**SUPPLIED RECORDS:**
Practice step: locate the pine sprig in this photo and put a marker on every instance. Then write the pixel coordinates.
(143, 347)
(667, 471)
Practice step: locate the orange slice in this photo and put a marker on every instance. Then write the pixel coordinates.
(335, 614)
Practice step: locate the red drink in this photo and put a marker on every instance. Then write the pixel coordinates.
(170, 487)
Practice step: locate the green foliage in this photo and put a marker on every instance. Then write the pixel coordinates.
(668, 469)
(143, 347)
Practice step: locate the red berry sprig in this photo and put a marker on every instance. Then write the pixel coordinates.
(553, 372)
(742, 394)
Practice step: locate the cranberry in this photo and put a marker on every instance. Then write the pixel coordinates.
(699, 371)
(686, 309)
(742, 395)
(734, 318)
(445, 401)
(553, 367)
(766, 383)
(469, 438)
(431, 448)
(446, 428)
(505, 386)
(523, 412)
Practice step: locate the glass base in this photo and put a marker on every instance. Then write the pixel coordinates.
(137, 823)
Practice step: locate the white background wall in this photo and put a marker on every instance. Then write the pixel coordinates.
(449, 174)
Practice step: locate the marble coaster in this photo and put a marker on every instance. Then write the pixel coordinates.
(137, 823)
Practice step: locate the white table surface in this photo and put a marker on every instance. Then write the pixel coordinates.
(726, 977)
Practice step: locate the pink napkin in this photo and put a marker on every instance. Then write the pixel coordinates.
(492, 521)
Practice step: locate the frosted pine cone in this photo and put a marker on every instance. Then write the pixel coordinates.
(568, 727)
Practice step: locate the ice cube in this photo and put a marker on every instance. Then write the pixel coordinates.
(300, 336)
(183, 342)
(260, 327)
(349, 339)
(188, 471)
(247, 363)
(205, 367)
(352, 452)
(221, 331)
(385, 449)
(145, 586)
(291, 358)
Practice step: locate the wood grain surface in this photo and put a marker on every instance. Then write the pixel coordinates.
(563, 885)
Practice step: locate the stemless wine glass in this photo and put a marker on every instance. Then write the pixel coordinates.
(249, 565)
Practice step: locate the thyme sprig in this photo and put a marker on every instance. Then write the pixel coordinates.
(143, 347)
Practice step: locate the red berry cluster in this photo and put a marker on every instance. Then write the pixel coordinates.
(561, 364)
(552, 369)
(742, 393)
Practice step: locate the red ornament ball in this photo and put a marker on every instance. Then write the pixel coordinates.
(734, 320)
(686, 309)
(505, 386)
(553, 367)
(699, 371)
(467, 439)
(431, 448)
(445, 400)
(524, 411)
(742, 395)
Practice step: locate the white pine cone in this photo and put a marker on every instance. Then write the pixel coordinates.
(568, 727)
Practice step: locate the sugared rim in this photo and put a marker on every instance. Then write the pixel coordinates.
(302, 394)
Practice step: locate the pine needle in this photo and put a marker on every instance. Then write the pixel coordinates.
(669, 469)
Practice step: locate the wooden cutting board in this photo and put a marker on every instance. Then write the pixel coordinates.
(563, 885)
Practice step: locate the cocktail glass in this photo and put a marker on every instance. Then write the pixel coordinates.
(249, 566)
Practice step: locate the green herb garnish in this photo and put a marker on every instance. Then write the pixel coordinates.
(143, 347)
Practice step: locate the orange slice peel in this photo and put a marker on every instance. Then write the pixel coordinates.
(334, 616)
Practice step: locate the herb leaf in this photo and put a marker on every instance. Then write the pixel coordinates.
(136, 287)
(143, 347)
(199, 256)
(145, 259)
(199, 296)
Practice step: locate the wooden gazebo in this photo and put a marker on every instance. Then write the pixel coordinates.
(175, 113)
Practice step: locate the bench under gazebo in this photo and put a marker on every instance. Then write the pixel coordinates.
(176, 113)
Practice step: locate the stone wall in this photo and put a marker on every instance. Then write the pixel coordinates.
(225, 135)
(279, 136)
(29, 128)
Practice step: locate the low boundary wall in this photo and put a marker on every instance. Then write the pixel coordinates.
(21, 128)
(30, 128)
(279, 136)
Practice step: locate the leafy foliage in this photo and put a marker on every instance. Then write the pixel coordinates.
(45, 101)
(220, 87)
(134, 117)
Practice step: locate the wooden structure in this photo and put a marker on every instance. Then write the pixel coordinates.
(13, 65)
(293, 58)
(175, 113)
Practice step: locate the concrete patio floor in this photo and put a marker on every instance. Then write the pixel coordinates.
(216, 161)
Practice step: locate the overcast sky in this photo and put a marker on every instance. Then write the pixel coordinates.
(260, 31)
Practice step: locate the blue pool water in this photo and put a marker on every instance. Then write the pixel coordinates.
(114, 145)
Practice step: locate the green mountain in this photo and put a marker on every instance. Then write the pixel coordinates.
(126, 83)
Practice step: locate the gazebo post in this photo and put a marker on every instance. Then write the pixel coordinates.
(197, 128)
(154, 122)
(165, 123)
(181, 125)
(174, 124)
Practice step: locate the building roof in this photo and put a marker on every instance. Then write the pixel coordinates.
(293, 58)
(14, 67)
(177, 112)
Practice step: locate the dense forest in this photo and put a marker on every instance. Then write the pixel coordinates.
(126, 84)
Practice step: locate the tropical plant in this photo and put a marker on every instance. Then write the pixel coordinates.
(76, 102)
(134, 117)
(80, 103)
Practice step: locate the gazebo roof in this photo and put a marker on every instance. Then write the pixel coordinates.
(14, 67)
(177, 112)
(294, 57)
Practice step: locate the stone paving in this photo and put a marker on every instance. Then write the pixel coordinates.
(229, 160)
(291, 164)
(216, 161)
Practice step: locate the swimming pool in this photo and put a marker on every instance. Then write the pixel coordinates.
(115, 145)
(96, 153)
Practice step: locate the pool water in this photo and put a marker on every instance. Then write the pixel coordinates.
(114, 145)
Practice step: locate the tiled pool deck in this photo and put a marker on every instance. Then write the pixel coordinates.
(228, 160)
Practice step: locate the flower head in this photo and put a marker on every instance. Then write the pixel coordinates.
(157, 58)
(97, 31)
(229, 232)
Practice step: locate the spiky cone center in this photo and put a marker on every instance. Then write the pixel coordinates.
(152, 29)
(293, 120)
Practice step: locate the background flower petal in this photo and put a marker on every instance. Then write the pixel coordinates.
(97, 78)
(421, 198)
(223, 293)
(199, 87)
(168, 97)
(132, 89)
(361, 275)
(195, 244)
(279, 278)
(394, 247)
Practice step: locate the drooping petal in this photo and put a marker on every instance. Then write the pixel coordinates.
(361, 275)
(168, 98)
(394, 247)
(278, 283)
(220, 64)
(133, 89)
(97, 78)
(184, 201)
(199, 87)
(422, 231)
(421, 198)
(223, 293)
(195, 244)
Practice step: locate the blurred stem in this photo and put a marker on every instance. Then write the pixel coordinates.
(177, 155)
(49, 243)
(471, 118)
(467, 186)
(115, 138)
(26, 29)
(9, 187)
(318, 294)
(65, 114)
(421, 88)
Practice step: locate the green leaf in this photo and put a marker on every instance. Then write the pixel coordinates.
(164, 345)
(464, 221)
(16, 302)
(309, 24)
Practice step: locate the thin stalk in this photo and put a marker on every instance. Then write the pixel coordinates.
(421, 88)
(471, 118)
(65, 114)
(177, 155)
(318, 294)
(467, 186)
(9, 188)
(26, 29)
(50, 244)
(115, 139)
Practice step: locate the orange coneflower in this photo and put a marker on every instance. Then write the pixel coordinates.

**WHAT THE EXERCISE ASKS:**
Retype every entry word for word.

**TASK RESPONSE:**
Practice step: locate the pine sprig in this photo and put a marker on every instance. Then write the pixel coordinates.
(143, 347)
(667, 471)
Practice step: locate the orange slice in this photo and put a marker on every instance. Then write the pixel coordinates.
(335, 614)
Practice step: locate the red drink in this photo and put a marker on every instance. Then write the pixel coordinates.
(170, 487)
Practice step: locate the green foliage in this photo and put a marker on every instance. Then write the pixel coordinates.
(668, 469)
(143, 347)
Practice step: locate the red berry sprig in this photo and put a marker on every instance. Then write the pixel coordinates.
(553, 372)
(742, 394)
Practice step: locate the cranberry in this photo and put a marker on every instance. Then write the pixel coordinates.
(699, 371)
(686, 309)
(742, 395)
(734, 318)
(445, 401)
(553, 367)
(766, 383)
(469, 438)
(431, 448)
(446, 428)
(505, 386)
(523, 412)
Practice step: locate the glass base in this photo and put a marker on every instance. Then write the pixel coordinates.
(137, 823)
Practice step: locate the white background wall in this photo and put a marker on every instance. Then write the pixel coordinates.
(449, 174)
Practice step: locate the marble coaster in this photo and put a marker on every instance. Then write the pixel coordinates.
(137, 823)
Practice step: locate the white table surface in this photo and put a marker on every instance. Then write the pixel coordinates.
(726, 977)
Practice step: locate the pink napkin in this photo and put a marker on every instance. Then write the pixel coordinates.
(492, 521)
Practice step: locate the frosted pine cone in this photo and put a marker on every instance. Then write the pixel coordinates.
(568, 727)
Practice step: locate the ice cube in this photo and put a marker on every instance. Then write the pixel coordinates.
(300, 336)
(183, 342)
(260, 327)
(349, 339)
(188, 471)
(247, 363)
(205, 367)
(352, 452)
(221, 331)
(385, 449)
(145, 586)
(291, 358)
Practice step: locate the wood grain surface in this photo and put a marker on every instance. Then write the pixel coordinates.
(563, 885)
Practice step: locate the stemless wine glass in this photo and put a marker on every instance. Then write the pixel coordinates.
(249, 565)
Practice step: locate the thyme sprig in this photo and put a marker on every instance. Then write the pixel coordinates.
(143, 347)
Practice step: locate the red berry cluster in this photo and put a marker on every instance. Then write the pixel coordinates.
(561, 364)
(552, 369)
(742, 393)
Practice step: locate the red ornament ball in this photo and put a marker on every instance. Then write the pixel coordinates.
(734, 320)
(686, 309)
(505, 386)
(553, 367)
(699, 371)
(467, 439)
(431, 448)
(445, 400)
(524, 411)
(742, 395)
Practice step: locate the white pine cone in this photo and put a marker on every instance. Then write the pixel coordinates.
(568, 727)
Practice step: locate the sugared rim in this photo and put a marker on every instance. Then write the pixel coordinates.
(302, 394)
Practice step: locate the pine needle in this photo and put a marker on every instance. Then write the pixel coordinates.
(669, 469)
Practice step: locate the wooden cutting board in this photo and put a marker on every instance. Then write the pixel coordinates.
(563, 885)
Practice step: locate the cocktail glass in this photo and put a marker on every instance. Then write the pixel coordinates.
(249, 566)
Practice step: locate the green herb garnish in this photo and put a marker on every instance. Then write the pixel coordinates.
(143, 347)
Practice step: locate the orange slice peel in this photo and put a marker on every instance. Then write the pixel coordinates.
(334, 616)
Practice step: locate the herb leaf in this photo and put a marker on every instance. Then write the pixel coordinates.
(136, 287)
(143, 347)
(199, 256)
(145, 259)
(199, 296)
Practice step: locate the wooden gazebo in this photo and put a marker on every instance. Then write the pixel coordinates.
(175, 113)
Practice step: locate the bench under gazebo in this photo and put a marker on every instance. Then write the pixel coordinates.
(176, 113)
Practice step: locate the stone wall in this photo and put a marker on every instance. Then write the pixel coordinates.
(225, 135)
(279, 136)
(29, 128)
Practice step: locate the low boundary wall in this photo and put a marker on every instance. Then write the pixel coordinates.
(21, 128)
(30, 128)
(279, 136)
Practice step: locate the leafy foliage in this photo and put a marker on every instance. Then write the pixel coordinates.
(45, 101)
(220, 87)
(134, 117)
Practice step: locate the wooden structure in this photo and put a marker on every instance. Then write the pixel coordinates.
(13, 65)
(293, 58)
(175, 113)
Practice step: locate the concrete patio floor in this photo and put a marker on every instance. Then write the pixel coordinates.
(216, 161)
Practice step: locate the overcast sky in this photo and put a marker on every instance. Then write the pixel coordinates.
(260, 31)
Practice step: locate the blue pool water in this photo and put a marker on every instance. Then write the pixel coordinates.
(114, 145)
Practice step: locate the green mountain in this photo and put a marker on every instance. Then write the pixel coordinates.
(126, 83)
Practice step: locate the gazebo post in this photo and put a marker on every instance. Then write the pixel coordinates.
(197, 128)
(154, 122)
(165, 123)
(181, 125)
(174, 124)
Practice step: locate the building roof in this photo and put a marker on every instance. Then write the pixel coordinates.
(293, 58)
(14, 67)
(177, 112)
Practice step: locate the dense forest in this photo and put a marker on every instance. Then write the pixel coordinates.
(126, 84)
Practice step: locate the tropical plant in this photo and put a marker on every instance. Then write the pixel coordinates.
(76, 102)
(134, 117)
(80, 103)
Practice step: locate the gazebo roof in this photo and put a marker on every instance. Then write the pixel coordinates.
(14, 67)
(177, 112)
(294, 57)
Practice step: locate the stone paving in this photo and put a marker on every instance. Then write the pixel coordinates.
(229, 160)
(291, 164)
(216, 161)
Practice step: locate the swimming pool in this photo and put a marker on every instance. Then write the pixel coordinates.
(115, 145)
(96, 153)
Practice step: locate the pool water in this photo and put a marker on every instance. Then write the pixel coordinates.
(114, 145)
Practice step: locate the tiled pool deck in this photo and put a marker on every instance. Then write the pixel coordinates.
(228, 160)
Practice step: locate the flower head in this photo and put a marker on every instance. Then write the pixel coordinates.
(157, 58)
(97, 31)
(229, 232)
Practice step: locate the spiky cone center in this photo and put a marker on every instance. Then write the pixel coordinates.
(152, 29)
(293, 120)
Practice step: locate the background flower petal in this photo and put a marker on every instance. Then write the pixel coordinates.
(97, 78)
(421, 198)
(223, 293)
(199, 87)
(168, 97)
(132, 89)
(361, 275)
(195, 244)
(279, 278)
(394, 247)
Practice step: locate the drooping petal in this photo and put a marker on every instance. Then write the pixel coordinates.
(361, 275)
(168, 98)
(394, 247)
(278, 283)
(220, 64)
(133, 89)
(97, 78)
(184, 201)
(199, 87)
(422, 231)
(421, 198)
(223, 293)
(195, 244)
Practice step: locate the blurred stem in this photo and put a marker on every instance. Then write the pixel coordinates.
(177, 155)
(49, 243)
(471, 118)
(467, 186)
(115, 138)
(26, 29)
(9, 187)
(318, 294)
(65, 114)
(421, 88)
Practice step: locate the green leaf in this photo and put a marker on every instance. Then write the pixel coordinates.
(164, 345)
(464, 221)
(16, 302)
(309, 24)
Practice step: locate the thin stalk in this photo and put a marker on every instance. Then write the pixel coordinates.
(421, 88)
(471, 118)
(65, 114)
(177, 155)
(318, 294)
(467, 186)
(9, 188)
(26, 29)
(50, 244)
(115, 139)
Practice step: locate the orange coneflower in this photo and put a marker on every instance. Then write the pixel coordinates.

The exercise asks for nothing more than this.